- **TEXTO FORNECIDO**:
──────

Guedes, por sua vez, não explicou como várias de suas sugestões ficarão em pé. Analistas são unânimes em afirmar que, para retomar o crescimento econômico mais vigoroso e permitir que o Brasil volte a gerar emprego — há 12,7 milhões de desempregados —, o primeiro passo é tirar o país da insolvência fiscal em que se encontra. Para isso, a reforma da Previdência é a agenda prioritária.
Mas nem neste tema as propostas de Bolsonaro e do seu “posto Ipiranga” Paulo Guedes são claras. Uma das ideias é criar um regime de capitalização para a Previdência. Hoje, o país adota o modelo de repartição — no qual trabalhadores da ativa custeiam a aposentadoria dos mais velhos. Na capitalização, cada trabalhador teria a sua própria poupança e esses recursos, no futuro, garantiriam sua aposentadoria.
O problema é como fazer a transição, ou seja, como migrar os novos trabalhadores para a capitalização e bancar a aposentadoria de quem hoje depende do regime de repartição. Não está explícito, nas propostas de Guedes, como fechar essa conta, que pode chegar a R$ 100 bilhões.
Contas que não fecham
Mas o mercado deu um voto de confiança a Bolsonaro acreditando que ele escolheu uma equipe comprometida com a agenda de reformas, sendo que a primeira da fila será a da Previdência, segundo auxiliares da campanha. O regime de aposentadorias fechou 2017 com rombo de R$ 269 bilhões. Segundo o economista-chefe da Austin Rating, Alex Agostini, o nome de Guedes ajuda a segurar as apostas dos analistas:
— Há incertezas em relação ao novo governo. Mas, quando o mercado comparou os dois candidatos que ficaram no segundo turno, foi Bolsonaro quem mostrou um perfil mais alinhado com o tripé de câmbio flutuante, controle da inflação e equilíbrio das contas públicas.

──────

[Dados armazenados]
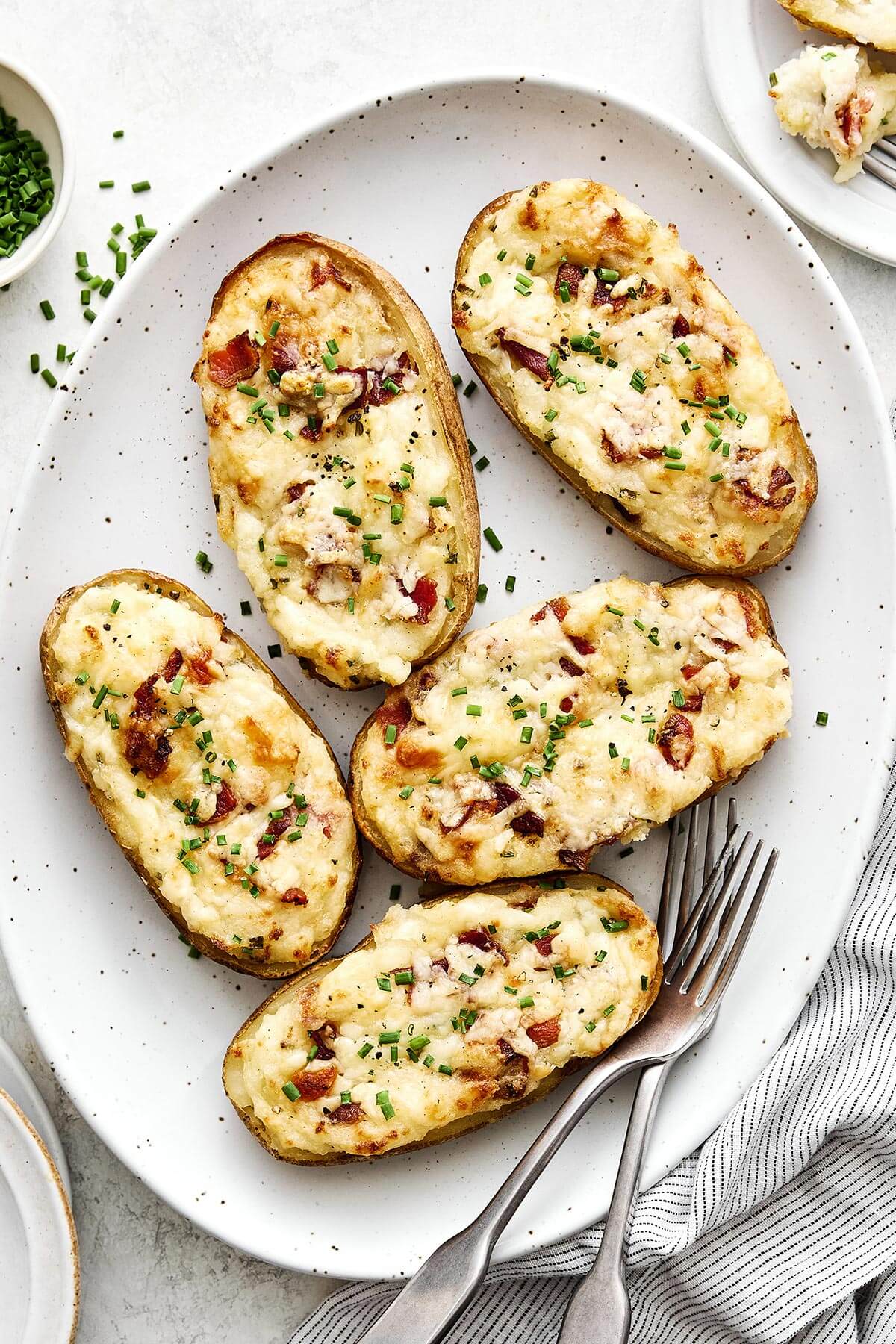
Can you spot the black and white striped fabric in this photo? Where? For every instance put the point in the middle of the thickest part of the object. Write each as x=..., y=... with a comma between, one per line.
x=783, y=1226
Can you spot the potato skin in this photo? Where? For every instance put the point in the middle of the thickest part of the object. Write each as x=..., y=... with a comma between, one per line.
x=381, y=843
x=605, y=504
x=49, y=668
x=398, y=302
x=810, y=13
x=514, y=893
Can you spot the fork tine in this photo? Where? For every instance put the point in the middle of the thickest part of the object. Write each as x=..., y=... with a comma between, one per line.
x=668, y=909
x=712, y=937
x=709, y=851
x=886, y=147
x=880, y=169
x=706, y=897
x=731, y=956
x=731, y=824
x=691, y=865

──────

- **LISTA DE TAREFAS**:
(a) Transcreva o trecho do texto sobre as propostas econômicas que se inicia com "Guedes, por sua" e se encerra com "garantiriam sua aposentadoria.", substituindo "capitalização" por "capitalização individual".
(b) Enumere os elementos que compõem o tripé citado no texto sobre as propostas econômicas.
Os registros provêm de uma fonte distinta.

- **RESPOSTAS ESPERADAS**:
(a)
Guedes, por sua vez, não explicou como várias de suas sugestões ficarão em pé. Analistas são unânimes em afirmar que, para retomar o crescimento econômico mais vigoroso e permitir que o Brasil volte a gerar emprego — há 12,7 milhões de desempregados —, o primeiro passo é tirar o país da insolvência fiscal em que se encontra. Para isso, a reforma da Previdência é a agenda prioritária.
Mas nem neste tema as propostas de Bolsonaro e do seu “posto Ipiranga” Paulo Guedes são claras. Uma das ideias é criar um regime de capitalização individual para a Previdência. Hoje, o país adota o modelo de repartição — no qual trabalhadores da ativa custeiam a aposentadoria dos mais velhos. Na capitalização individual, cada trabalhador teria a sua própria poupança e esses recursos, no futuro, garantiriam sua aposentadoria.

(b) câmbio flutuante; controle da inflação; equilíbrio das contas públicas